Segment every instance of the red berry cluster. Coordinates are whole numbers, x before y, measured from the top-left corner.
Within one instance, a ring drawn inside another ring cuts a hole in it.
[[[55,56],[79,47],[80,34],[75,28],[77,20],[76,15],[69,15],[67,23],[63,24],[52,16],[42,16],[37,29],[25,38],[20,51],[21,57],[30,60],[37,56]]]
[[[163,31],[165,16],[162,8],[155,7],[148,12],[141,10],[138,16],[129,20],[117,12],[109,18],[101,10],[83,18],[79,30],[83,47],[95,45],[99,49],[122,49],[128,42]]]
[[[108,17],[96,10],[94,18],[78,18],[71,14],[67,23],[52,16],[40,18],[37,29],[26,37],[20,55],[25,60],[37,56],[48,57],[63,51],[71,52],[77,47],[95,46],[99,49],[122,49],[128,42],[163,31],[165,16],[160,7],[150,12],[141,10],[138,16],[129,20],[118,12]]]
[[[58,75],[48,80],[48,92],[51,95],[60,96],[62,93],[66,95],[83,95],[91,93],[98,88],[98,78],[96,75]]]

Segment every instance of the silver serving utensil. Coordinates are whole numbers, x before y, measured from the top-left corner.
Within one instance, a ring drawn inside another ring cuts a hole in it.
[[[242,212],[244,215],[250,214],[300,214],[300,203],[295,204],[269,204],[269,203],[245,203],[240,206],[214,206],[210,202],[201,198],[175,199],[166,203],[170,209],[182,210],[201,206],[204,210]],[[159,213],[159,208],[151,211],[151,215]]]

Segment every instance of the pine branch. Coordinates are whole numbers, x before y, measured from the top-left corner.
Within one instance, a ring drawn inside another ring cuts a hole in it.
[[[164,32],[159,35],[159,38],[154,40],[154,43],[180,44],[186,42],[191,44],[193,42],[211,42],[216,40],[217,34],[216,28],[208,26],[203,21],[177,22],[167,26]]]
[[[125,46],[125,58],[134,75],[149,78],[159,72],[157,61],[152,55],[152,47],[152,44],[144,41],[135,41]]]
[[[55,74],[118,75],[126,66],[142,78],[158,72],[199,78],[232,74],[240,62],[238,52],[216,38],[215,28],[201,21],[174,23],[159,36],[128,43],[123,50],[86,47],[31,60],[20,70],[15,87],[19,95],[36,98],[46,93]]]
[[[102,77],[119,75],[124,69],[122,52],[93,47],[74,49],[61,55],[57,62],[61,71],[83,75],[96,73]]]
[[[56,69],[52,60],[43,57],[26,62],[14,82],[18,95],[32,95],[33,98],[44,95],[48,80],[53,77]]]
☆ ☆ ☆ ☆ ☆
▸ **Exercise brief**
The complete listing is to be repeated exactly.

▸ **Output**
Segment every instance of the red berry cluster. Coordinates are whole numbers, x before y, measured from the top-left corner.
Within one instance, a ring drawn inside another ring cuts a hole in it.
[[[55,56],[79,47],[80,34],[75,28],[77,20],[76,15],[69,15],[67,23],[63,24],[52,16],[42,16],[37,29],[25,38],[20,51],[21,57],[30,60],[37,56]]]
[[[163,31],[165,16],[162,8],[155,7],[148,12],[141,10],[138,16],[129,20],[117,12],[109,18],[101,10],[83,18],[79,30],[83,47],[95,45],[99,49],[122,49],[128,42]]]
[[[108,17],[96,10],[94,18],[78,18],[71,14],[67,23],[52,16],[40,18],[37,29],[26,37],[20,55],[25,60],[37,56],[48,57],[63,51],[71,52],[77,47],[95,46],[99,49],[122,49],[128,42],[163,31],[165,16],[160,7],[150,12],[141,10],[138,16],[129,20],[118,12]]]
[[[58,75],[48,80],[48,92],[51,95],[60,96],[62,93],[66,95],[83,95],[91,93],[98,88],[98,78],[96,75]]]

Segment every instance of the silver serving utensil. Coordinates are whole numbers, x before y, measured from the top-left corner.
Within one instance, a ring drawn inside another ring cuts a hole in it.
[[[242,212],[244,215],[250,214],[300,214],[300,203],[295,204],[269,204],[269,203],[245,203],[240,206],[214,206],[210,202],[201,198],[175,199],[166,203],[170,209],[182,210],[201,206],[204,210]],[[159,213],[159,208],[151,211],[151,215]]]

Segment every instance of the pine branch. Coordinates are whole numbers, x before y, measured from the top-left corner.
Within one instance, a ring drawn inside another ring cuts a hole in it.
[[[164,32],[159,35],[159,38],[154,40],[154,43],[180,44],[186,42],[191,44],[193,42],[211,42],[216,40],[217,34],[216,28],[208,26],[203,21],[177,22],[167,26]]]
[[[125,46],[125,58],[134,75],[149,78],[159,72],[157,61],[152,55],[152,47],[152,44],[144,41],[135,41]]]
[[[55,74],[118,75],[126,66],[142,78],[158,72],[199,78],[232,74],[240,62],[238,52],[216,38],[215,28],[201,21],[174,23],[159,36],[128,43],[123,50],[86,47],[31,60],[20,70],[15,87],[19,95],[36,98],[46,93]]]
[[[102,77],[119,75],[124,69],[122,52],[93,47],[74,49],[61,55],[57,62],[61,71],[83,75],[96,73]]]
[[[56,69],[52,60],[43,57],[26,62],[14,82],[18,95],[32,95],[33,98],[44,95],[48,80],[53,77]]]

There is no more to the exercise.